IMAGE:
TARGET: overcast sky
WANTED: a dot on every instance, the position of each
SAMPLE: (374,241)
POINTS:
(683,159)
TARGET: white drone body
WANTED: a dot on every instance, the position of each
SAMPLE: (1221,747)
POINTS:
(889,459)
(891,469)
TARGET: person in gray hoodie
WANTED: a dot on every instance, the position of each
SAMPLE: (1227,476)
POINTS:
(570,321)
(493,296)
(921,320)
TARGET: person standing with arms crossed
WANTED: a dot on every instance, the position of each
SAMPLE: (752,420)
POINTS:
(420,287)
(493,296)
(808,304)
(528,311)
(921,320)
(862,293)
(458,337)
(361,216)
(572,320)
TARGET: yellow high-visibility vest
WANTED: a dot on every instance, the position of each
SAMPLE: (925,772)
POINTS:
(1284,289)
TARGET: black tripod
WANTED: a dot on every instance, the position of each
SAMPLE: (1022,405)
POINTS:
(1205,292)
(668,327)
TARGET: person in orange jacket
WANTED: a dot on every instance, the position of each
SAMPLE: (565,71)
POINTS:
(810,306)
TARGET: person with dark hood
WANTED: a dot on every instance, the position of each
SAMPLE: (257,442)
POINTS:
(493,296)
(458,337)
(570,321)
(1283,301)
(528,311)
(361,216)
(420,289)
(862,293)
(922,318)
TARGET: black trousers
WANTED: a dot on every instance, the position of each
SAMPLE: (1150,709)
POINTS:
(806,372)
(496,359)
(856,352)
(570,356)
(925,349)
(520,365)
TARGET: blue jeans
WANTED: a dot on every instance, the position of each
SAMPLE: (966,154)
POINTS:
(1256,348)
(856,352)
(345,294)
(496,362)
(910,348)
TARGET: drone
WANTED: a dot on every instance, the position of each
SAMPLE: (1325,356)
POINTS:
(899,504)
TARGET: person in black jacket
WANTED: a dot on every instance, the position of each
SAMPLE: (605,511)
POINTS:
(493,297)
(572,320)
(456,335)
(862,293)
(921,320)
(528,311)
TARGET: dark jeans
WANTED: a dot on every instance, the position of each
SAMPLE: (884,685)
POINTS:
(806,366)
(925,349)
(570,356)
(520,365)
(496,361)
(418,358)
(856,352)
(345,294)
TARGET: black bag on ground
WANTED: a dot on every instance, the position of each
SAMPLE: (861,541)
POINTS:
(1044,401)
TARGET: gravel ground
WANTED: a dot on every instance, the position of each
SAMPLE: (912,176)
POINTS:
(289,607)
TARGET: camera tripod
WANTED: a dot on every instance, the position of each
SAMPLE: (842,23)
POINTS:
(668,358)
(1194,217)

WRITTEN EXERCISE: In the records above, find the line containing "TARGET: white drone body"; please retype it and every line after it through the last line, exactly and with nothing else.

WRITTEN SOLUTION:
TARGET: white drone body
WANTED: a dot on every instance, the position of each
SAMPLE: (1221,747)
POINTS:
(889,459)
(891,469)
TARGET: person in gray hoodie
WANTED: a dot on every instance, the position of each
SAMPLE: (1227,476)
POINTS:
(570,321)
(493,296)
(921,320)
TARGET: person standing with arms crossed
WANTED: a dot on every instance, the position of each
SAMPLE: (752,420)
POINTS:
(420,287)
(493,296)
(808,304)
(528,311)
(921,320)
(862,293)
(458,337)
(361,216)
(572,320)
TARGET: yellow high-visibility vest
WANTED: a dot on every instance, the position of each
SAMPLE: (925,772)
POINTS:
(1284,289)
TARGET: black tripod
WANTED: a dot on every instance, the position of each
SAMPLE: (1022,405)
POINTS:
(1205,292)
(668,327)
TARGET: person in orange jacket
WANTED: a dot on every instance, the position of each
SAMPLE: (565,71)
POINTS:
(810,306)
TARGET: person with dark hood
WANTED: a dot on every instance, the position of each
SAMPLE: (257,442)
POINTS:
(493,296)
(458,337)
(570,321)
(1283,301)
(528,311)
(361,216)
(420,289)
(862,293)
(922,318)
TARGET: black trousers
WANTED: a dot on every instance, the position of each
SAMPLE: (1150,709)
POINTS:
(806,372)
(496,359)
(856,352)
(570,356)
(925,349)
(520,365)
TARGET: blue jeans
WANTED: a dot on every instance, the position of each
SAMPLE: (966,154)
POINTS:
(1256,348)
(856,352)
(345,294)
(496,362)
(910,348)
TARGET: drone
WANTED: a dot on every instance, the position of each
SAMPLE: (1325,356)
POINTS:
(899,504)
TARGET: person in black jacket
WANTED: a dot on every instance, the position of each
SAMPLE: (605,511)
POINTS:
(493,297)
(572,320)
(456,335)
(862,293)
(921,320)
(528,311)
TARGET: dark jeans
WANTED: a dot on every instance, the position of each
SAMPLE: (884,685)
POINTS:
(806,366)
(925,349)
(570,356)
(520,365)
(496,361)
(418,358)
(856,352)
(345,294)
TARGET: black bag on ground
WANTED: a dot on every instance, the position of each
SAMPLE: (861,541)
POINTS:
(1044,401)
TARGET: gravel ground
WANTED: a dot on every instance, the position of each
SAMPLE: (912,176)
POINTS:
(289,607)
TARGET: camera tripod
WANTED: a dot on every instance, the position of each
SAMPLE: (842,23)
POINTS:
(668,358)
(1194,217)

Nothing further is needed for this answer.